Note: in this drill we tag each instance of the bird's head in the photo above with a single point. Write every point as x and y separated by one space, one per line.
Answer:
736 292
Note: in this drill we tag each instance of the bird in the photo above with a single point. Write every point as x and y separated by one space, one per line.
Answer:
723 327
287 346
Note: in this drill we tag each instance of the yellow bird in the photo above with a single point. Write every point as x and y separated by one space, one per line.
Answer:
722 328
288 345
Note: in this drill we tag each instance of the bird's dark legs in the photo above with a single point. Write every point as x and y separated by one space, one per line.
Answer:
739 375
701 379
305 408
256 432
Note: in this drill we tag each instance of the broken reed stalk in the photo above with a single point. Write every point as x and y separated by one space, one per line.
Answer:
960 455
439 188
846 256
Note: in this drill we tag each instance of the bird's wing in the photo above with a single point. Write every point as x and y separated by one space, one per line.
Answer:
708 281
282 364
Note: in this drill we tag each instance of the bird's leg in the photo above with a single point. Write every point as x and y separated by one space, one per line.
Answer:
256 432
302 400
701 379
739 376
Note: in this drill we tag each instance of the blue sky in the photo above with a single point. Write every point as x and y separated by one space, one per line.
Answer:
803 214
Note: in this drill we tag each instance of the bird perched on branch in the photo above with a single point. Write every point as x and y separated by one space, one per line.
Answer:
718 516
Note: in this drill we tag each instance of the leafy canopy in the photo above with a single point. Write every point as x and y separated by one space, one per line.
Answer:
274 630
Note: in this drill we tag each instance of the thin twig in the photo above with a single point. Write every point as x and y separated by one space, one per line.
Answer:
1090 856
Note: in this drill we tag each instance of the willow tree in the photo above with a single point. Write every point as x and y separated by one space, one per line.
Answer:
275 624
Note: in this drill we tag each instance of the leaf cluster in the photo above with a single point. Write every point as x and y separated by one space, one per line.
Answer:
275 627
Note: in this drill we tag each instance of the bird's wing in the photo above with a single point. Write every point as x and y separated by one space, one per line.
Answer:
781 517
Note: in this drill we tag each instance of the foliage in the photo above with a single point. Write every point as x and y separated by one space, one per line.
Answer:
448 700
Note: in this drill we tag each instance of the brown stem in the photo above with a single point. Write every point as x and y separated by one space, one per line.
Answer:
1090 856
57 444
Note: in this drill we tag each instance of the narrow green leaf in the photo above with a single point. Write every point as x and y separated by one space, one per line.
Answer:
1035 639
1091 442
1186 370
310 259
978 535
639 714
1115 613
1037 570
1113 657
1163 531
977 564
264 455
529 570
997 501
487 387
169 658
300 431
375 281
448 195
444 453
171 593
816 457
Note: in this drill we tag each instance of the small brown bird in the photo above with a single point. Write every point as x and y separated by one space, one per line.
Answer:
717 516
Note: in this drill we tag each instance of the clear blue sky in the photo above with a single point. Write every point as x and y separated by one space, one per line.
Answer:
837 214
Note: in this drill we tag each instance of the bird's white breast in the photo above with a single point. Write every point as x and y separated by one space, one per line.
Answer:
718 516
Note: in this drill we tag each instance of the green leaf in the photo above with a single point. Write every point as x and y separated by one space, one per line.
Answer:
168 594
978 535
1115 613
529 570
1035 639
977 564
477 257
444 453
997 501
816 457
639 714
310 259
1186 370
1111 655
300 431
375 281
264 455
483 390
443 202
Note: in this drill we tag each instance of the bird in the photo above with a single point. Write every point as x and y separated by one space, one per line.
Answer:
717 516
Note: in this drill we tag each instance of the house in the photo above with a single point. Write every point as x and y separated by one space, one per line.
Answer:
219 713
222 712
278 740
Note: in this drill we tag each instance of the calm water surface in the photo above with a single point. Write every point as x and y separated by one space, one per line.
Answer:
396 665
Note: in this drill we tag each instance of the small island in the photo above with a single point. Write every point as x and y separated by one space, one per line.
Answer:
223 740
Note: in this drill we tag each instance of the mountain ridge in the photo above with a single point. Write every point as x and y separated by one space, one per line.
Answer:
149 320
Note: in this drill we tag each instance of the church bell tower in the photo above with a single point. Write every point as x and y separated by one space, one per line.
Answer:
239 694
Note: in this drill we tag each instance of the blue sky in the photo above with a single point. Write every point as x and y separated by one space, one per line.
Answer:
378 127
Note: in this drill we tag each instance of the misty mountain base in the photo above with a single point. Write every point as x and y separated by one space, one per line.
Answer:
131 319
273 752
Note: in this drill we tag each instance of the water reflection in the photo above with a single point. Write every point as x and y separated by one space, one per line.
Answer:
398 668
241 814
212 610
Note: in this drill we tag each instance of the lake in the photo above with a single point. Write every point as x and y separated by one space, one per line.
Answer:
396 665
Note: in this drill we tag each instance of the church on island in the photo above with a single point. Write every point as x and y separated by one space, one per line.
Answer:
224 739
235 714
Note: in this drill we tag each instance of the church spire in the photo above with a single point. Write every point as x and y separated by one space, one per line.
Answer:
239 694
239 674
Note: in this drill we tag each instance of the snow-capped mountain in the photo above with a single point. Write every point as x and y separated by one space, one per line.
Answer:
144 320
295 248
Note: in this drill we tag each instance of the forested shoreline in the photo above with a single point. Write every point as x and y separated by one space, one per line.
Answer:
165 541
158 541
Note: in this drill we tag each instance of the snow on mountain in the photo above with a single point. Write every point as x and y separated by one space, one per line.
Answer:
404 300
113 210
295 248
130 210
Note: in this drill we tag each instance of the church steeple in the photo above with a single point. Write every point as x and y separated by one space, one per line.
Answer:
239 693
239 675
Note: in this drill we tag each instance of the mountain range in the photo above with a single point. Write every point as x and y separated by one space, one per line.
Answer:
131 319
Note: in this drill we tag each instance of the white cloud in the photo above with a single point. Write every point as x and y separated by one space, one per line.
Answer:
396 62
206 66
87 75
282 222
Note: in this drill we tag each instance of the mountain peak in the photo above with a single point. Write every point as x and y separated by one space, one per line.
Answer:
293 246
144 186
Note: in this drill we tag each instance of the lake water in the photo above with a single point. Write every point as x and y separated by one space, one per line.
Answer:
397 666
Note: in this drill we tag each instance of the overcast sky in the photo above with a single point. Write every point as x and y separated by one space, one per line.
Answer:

------------------------------------------------

**Task objective**
Write out all of the records above exactly as they appear.

**Completed exercise**
Note: in this drill we tag each instance of the bird's head in the photo above with a single point. Write every point as x and y separated by one space, one per line.
Answer:
736 292
Note: in this drill we tag each instance of the bird in the photo above with a single point. Write every point as x and y separated by one space, one per line.
Answer:
723 327
287 346
Note: in this drill we tag each instance of the yellow bird in the photo above with a single point. Write every point as x and y separated by one space, one per line.
Answer:
722 328
288 345
Note: in this drill we tag each instance of the bird's dark legs in the photo above with a single point. Write every point as x and y separated by one space, one per line.
Answer:
739 375
701 379
305 408
256 432
Note: in this drill we tag each instance of the broken reed stalk in the photo above with a single point. Write every point as x and y separated by one space, one per line.
Answer:
960 455
439 188
846 256
Note: in this drill we tag each instance of the bird's wing in the photo above with a single point. Write every point as x and y separated by one space, one per line.
Answer:
708 281
282 364
Note: in this drill we tag each instance of the bird's leg in the photo above with a single point. Write every point as x and y separated by one space, one per line.
Answer:
256 432
302 400
701 379
739 376
Note: in this drill we tag each instance of the blue sky in the photo above with a single point. Write every point as x and y separated by one space, one per line.
Answer:
803 214
Note: in this drill we tag each instance of the bird perched on branch in the photo above with a single point. Write every point as x and y separated by one space, one per line.
Answer:
718 516
Note: in this drill we tag each instance of the leafy canopy in the photo above with a single point. Write every point as x and y separated by one space, one per line.
Answer:
274 630
Note: in this drill we tag each instance of the thin twig in the photo above with a single point. Write every point as x and y separated by one space, one per line.
Answer:
1090 856
Note: in this drill we tag each instance of the willow tree in the photo above with a single point. Write every point as x and y separated by one space, one per line.
Answer:
275 624
Note: in this drill we tag each instance of the leaf cluster in the photo above with a single point. Write every point as x and y separated by one space, one per line.
Answer:
275 627
Note: in this drill we tag each instance of the bird's wing in the photo above with a single point. Write every point as x and y separated by one space, one per line.
Answer:
781 517
Note: in this drill we tag each instance of the foliage in the photo above with a single point. Write every point as x and y separated by one space, one per line.
Answer:
448 700
Note: in this drill we tag each instance of the brown stem in the photo above with a single point. Write every point as x and y separated by one space, one per line.
Answer:
1090 856
57 444
Note: in this drill we tag each instance of the narrow green leaf in the photo above with a single point. Write every point as x and y separated by one space, one per line.
Answer:
1035 639
1091 442
1186 370
310 259
978 535
639 714
1115 613
1037 570
1113 657
1163 531
977 564
264 455
529 570
997 501
487 387
169 658
300 431
375 281
448 195
444 453
171 593
816 457
Note: in this drill we tag each instance of the small brown bird in the photo above with a single point. Write every point as x and y separated by one space, one per line.
Answer:
717 516
Note: in this drill we tag each instance of the clear blue sky in the photo above with a single point. Write every point as x and y separated by one space, one per line.
Answer:
837 214
Note: in this drill we tag each instance of the bird's white breast in the photo above with a single point. Write every point as x and y separated by one space, one per line.
Answer:
718 516
Note: in this drill we tag each instance of the green leaf in the photo above with a single point. Write every point as x and y separated by one space, one per line.
Answer:
168 594
978 535
1115 613
529 570
1035 639
977 564
477 257
444 453
997 501
816 457
639 714
310 259
1186 370
1111 655
300 431
375 281
264 455
483 390
443 202
Note: in this drill we tag each instance of the bird in the photo above with a single point. Write every point as x and y separated by one space, one per line.
Answer:
717 516
Note: in this drill we tag each instance of the house in the photo above with a single point. Write every point as x and y separated by one space, one per line.
Answer:
219 713
222 712
278 740
Note: in this drill we tag each instance of the calm water surface in the photo above with a single point. Write every point as x and y separated by one space, one per line.
Answer:
396 665
Note: in this drill we tag each instance of the small island in the photo above with a single point. Write every point as x and y separated by one space, one per line.
Answer:
223 740
Note: in this drill we tag each instance of the mountain ridge in the photo above with a single point. Write every point as x and y separated by one space, one per line.
Answer:
149 320
Note: in this drill we tag each instance of the church bell tower in the photo above with a single point. Write every point as x and y separated by one space, one per line.
Answer:
239 694
Note: in this drill we tag each instance of the blue sky in the photo above with a single point. Write every point as x and y separated by one space, one per line.
Answer:
378 127
Note: in this drill we tag each instance of the misty mountain base in the photo above with a single point. Write every point as x and y separated by one space, one per line.
Answer:
131 319
273 752
Note: in this drill we tag each instance of the water reflection in the photo above with a single point. Write every point as x and y separated by one space, one per line.
Answer:
398 668
241 814
212 610
Note: in this drill we tag each instance of the lake in the photo above with a single point. Write every point as x and y separated by one space, one per line.
Answer:
396 665
Note: in this drill we tag each instance of the church on island in the photo above with a single point. Write every point as x and y separated by one space, one per line.
Answer:
224 739
235 714
Note: in this drill we tag each instance of the church spire in the photo above with a single point. Write every point as x and y separated by one space, one per line.
Answer:
239 694
239 674
Note: in this drill we tag each instance of the snow-capped mountain in the photo above with a single point. Write every point as x and y separated by one space, one per line.
Answer:
144 320
295 248
Note: in this drill we tag each instance of the forested shoreline in the photo above with a single point. Write every point as x and y separated by one space, one per line.
Answer:
165 541
158 541
Note: in this drill we tag each instance of the snow on mountain in the photo above with a single point. Write every point as x and y separated by one space, one per line.
Answer:
404 300
113 210
295 248
130 210
Note: in this drill we tag each instance of the church steeple in the photo above with a single point. Write every point as x and y separated by one space, one per line.
Answer:
239 693
239 675
Note: in this drill we tag each instance of the mountain range in the photo above with a single point. Write every point as x and y separated by one space, one per line.
Answer:
131 319
Note: in this drill we tag each instance of the white cloud in the photo above with a single point. Write every point as x and y separated by one space, one per line.
Answer:
396 62
206 66
87 75
282 222
Note: in this drill we tag each instance of the mountain peak in the photo above with a single point. Write every point as x and y separated by one space, one per line.
Answer:
293 246
144 186
Note: in this drill we tag each instance of the lake water in the photo above with a single point. Write every point as x and y separated by one space, one per line.
Answer:
397 666
Note: in this drill we tag each instance of the overcast sky in the photo above with a single point. Write every point as x and y separated by one space, one per line.
Answer:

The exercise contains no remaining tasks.